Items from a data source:
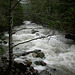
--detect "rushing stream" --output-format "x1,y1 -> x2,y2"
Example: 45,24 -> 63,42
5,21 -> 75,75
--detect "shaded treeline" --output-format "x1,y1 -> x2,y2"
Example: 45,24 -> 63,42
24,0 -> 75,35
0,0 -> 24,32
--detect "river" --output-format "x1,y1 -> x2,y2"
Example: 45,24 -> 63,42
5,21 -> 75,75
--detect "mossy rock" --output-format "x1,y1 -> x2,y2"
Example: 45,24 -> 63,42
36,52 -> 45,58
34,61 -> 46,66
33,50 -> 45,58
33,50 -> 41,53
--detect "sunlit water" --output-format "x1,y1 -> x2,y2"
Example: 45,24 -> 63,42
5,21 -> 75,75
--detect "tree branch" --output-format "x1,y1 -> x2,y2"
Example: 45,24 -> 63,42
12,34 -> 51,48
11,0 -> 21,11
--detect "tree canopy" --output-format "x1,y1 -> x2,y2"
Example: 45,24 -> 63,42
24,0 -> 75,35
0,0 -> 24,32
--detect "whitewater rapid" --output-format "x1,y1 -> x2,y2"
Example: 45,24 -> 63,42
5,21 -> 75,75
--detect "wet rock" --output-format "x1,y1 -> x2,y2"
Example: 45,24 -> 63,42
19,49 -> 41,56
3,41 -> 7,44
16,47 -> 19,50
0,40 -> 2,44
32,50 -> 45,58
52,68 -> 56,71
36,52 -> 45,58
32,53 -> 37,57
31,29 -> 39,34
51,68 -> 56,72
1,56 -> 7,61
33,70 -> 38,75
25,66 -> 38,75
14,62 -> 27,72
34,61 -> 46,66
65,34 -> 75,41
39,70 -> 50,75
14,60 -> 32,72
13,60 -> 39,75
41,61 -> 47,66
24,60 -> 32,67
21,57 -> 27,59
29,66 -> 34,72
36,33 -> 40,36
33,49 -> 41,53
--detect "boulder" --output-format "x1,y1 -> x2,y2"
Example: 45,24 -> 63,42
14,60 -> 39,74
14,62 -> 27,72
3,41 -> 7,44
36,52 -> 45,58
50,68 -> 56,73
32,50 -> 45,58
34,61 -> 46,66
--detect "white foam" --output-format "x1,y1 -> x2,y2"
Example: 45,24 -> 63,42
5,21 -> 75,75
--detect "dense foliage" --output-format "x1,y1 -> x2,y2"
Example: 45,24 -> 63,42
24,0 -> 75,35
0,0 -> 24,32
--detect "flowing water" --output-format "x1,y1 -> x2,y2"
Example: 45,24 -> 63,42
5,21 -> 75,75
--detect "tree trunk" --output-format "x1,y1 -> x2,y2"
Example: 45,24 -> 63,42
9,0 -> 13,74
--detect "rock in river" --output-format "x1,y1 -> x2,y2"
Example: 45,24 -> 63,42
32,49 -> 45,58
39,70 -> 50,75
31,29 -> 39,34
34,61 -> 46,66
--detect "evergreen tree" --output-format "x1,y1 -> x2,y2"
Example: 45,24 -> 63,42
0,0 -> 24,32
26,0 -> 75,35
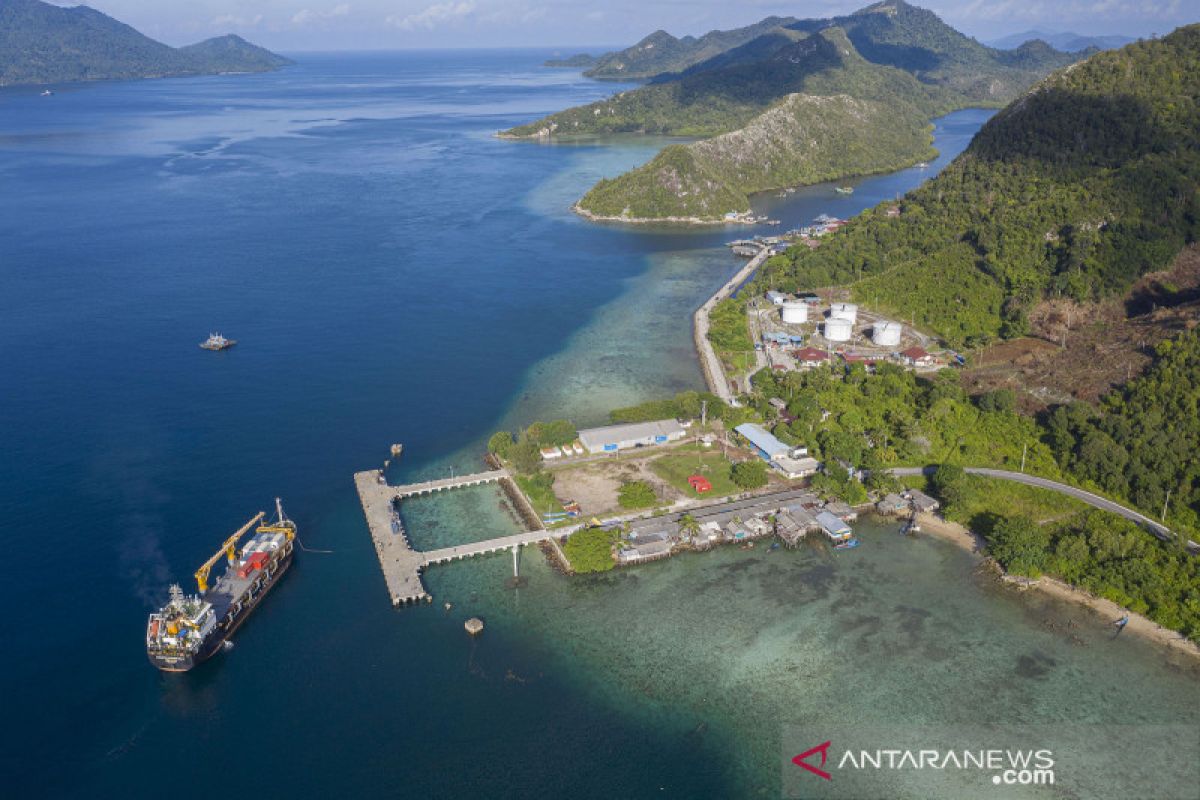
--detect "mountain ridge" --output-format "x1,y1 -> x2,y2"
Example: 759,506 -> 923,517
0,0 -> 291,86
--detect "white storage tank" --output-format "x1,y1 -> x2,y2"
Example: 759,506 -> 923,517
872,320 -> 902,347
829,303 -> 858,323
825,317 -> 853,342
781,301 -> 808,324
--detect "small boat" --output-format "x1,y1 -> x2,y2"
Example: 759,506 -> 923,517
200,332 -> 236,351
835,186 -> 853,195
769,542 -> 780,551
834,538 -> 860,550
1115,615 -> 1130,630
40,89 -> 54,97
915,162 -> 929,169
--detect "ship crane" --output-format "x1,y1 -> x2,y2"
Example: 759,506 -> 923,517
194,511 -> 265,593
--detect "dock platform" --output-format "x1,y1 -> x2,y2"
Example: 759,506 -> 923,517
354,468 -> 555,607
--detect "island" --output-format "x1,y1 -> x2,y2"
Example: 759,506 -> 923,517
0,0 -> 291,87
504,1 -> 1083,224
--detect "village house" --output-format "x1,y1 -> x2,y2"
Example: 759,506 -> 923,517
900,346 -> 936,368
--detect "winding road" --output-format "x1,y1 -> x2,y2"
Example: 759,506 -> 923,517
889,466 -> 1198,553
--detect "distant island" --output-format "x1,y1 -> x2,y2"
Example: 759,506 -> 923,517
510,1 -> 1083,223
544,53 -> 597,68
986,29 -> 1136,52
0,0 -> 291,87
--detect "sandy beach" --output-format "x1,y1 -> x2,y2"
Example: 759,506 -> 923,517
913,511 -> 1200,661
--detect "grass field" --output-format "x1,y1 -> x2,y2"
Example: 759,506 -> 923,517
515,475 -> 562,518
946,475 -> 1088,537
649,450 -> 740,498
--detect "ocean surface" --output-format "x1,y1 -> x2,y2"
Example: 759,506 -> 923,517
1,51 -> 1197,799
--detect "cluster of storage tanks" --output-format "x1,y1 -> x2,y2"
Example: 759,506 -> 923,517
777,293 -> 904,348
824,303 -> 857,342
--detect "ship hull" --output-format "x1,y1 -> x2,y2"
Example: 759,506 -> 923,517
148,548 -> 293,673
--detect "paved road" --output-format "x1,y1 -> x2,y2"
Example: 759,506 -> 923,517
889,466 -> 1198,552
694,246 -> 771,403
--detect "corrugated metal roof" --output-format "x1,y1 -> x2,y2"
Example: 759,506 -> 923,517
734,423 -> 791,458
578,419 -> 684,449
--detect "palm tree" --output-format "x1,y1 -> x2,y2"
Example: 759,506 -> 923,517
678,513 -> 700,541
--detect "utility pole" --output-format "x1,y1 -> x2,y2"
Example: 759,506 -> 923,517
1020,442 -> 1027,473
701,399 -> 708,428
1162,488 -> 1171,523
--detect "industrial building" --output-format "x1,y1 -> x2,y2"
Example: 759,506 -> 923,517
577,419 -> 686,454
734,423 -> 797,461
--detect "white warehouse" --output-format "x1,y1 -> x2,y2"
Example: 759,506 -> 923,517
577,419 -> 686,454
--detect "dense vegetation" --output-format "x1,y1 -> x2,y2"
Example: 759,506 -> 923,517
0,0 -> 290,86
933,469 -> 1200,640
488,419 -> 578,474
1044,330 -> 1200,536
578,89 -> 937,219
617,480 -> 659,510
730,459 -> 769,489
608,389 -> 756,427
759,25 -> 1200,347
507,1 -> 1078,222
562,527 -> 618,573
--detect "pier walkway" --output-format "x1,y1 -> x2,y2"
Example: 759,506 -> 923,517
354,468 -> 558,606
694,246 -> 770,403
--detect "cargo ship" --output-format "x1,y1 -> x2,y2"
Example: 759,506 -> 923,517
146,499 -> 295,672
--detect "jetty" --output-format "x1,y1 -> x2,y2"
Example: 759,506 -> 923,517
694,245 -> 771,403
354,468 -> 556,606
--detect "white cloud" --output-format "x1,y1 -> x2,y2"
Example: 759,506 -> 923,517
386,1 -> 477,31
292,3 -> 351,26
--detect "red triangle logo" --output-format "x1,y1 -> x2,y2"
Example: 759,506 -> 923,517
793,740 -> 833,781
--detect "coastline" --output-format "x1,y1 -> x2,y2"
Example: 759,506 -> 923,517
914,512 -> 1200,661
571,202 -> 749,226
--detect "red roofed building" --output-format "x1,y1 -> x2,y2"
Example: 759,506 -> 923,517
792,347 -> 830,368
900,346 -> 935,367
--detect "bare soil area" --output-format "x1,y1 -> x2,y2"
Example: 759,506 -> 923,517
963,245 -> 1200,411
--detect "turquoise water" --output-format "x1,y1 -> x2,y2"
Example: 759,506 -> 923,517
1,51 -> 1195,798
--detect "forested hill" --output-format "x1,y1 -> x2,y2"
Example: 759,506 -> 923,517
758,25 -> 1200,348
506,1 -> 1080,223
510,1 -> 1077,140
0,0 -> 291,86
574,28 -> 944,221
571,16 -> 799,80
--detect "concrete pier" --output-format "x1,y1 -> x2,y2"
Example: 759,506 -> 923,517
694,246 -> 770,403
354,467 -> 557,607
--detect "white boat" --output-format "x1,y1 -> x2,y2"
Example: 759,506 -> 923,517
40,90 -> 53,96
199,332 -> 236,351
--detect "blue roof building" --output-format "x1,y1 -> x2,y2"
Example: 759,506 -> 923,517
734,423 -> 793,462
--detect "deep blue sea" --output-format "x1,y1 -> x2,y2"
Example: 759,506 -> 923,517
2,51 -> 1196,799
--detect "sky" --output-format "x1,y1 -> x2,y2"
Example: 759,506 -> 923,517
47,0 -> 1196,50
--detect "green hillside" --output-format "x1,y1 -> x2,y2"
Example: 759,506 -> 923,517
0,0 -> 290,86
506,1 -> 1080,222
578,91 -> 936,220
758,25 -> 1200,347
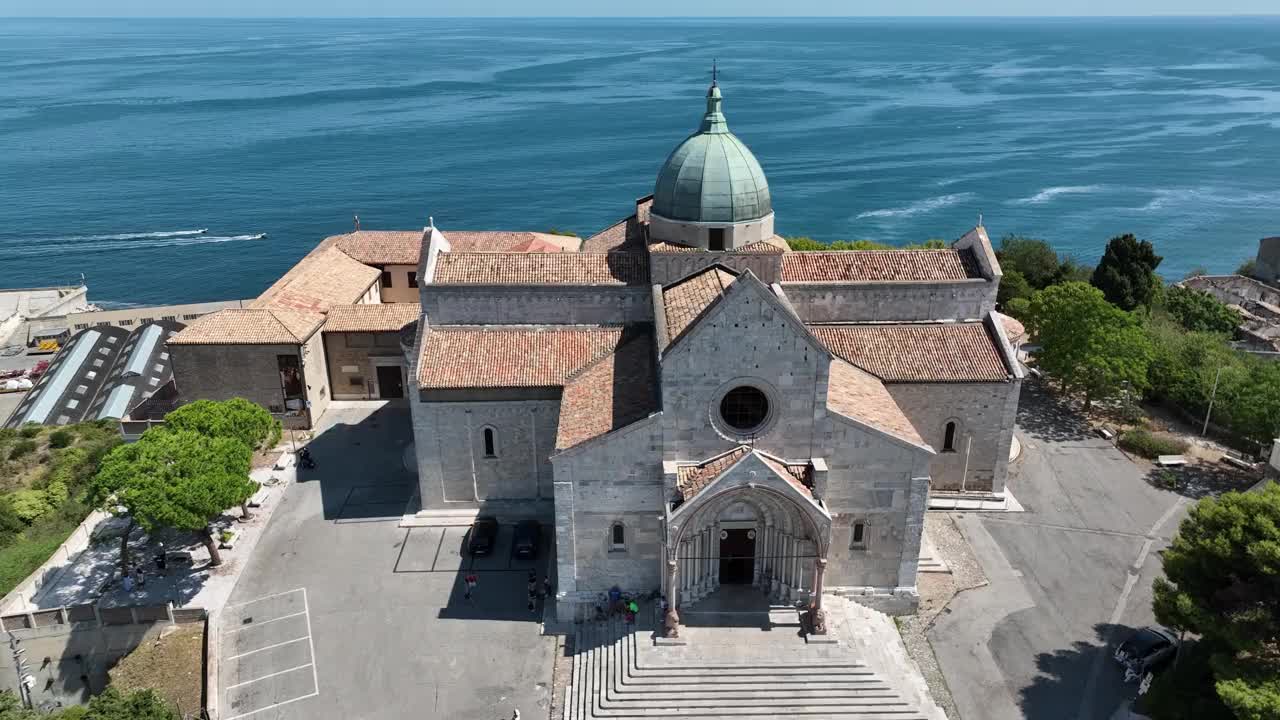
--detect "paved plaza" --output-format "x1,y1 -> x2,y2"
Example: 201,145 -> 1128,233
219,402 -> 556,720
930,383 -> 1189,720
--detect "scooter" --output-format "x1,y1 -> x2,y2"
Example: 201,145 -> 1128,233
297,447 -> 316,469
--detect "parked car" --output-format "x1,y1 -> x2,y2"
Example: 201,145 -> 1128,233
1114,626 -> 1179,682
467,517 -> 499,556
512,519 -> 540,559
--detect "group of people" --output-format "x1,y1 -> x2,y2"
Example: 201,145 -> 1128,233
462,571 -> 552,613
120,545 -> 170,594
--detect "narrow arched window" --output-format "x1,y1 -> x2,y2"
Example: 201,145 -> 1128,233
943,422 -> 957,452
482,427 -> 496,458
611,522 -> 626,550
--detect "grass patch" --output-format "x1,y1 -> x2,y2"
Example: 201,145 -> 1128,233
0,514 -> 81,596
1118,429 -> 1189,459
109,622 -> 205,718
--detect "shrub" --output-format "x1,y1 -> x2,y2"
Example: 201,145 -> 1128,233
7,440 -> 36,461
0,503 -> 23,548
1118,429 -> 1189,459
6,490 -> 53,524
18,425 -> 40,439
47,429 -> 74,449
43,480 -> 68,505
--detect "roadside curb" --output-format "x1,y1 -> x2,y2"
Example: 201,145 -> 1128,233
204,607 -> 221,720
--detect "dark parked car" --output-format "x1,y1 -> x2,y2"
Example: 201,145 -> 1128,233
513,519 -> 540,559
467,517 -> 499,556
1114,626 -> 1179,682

§ WHAT YOU NEED TO DO: Where a line of the data holds the word "building", copy that line.

§ RESPONSE FOR THIS EXERCISE:
--detect "industrial building" --output-format "x1,y1 -> x2,y2"
--detect "red roofed building" --output-format "x1,y1 -> x2,y2"
--detect "blue roof building" --output-format "x1,y1 -> x2,y2"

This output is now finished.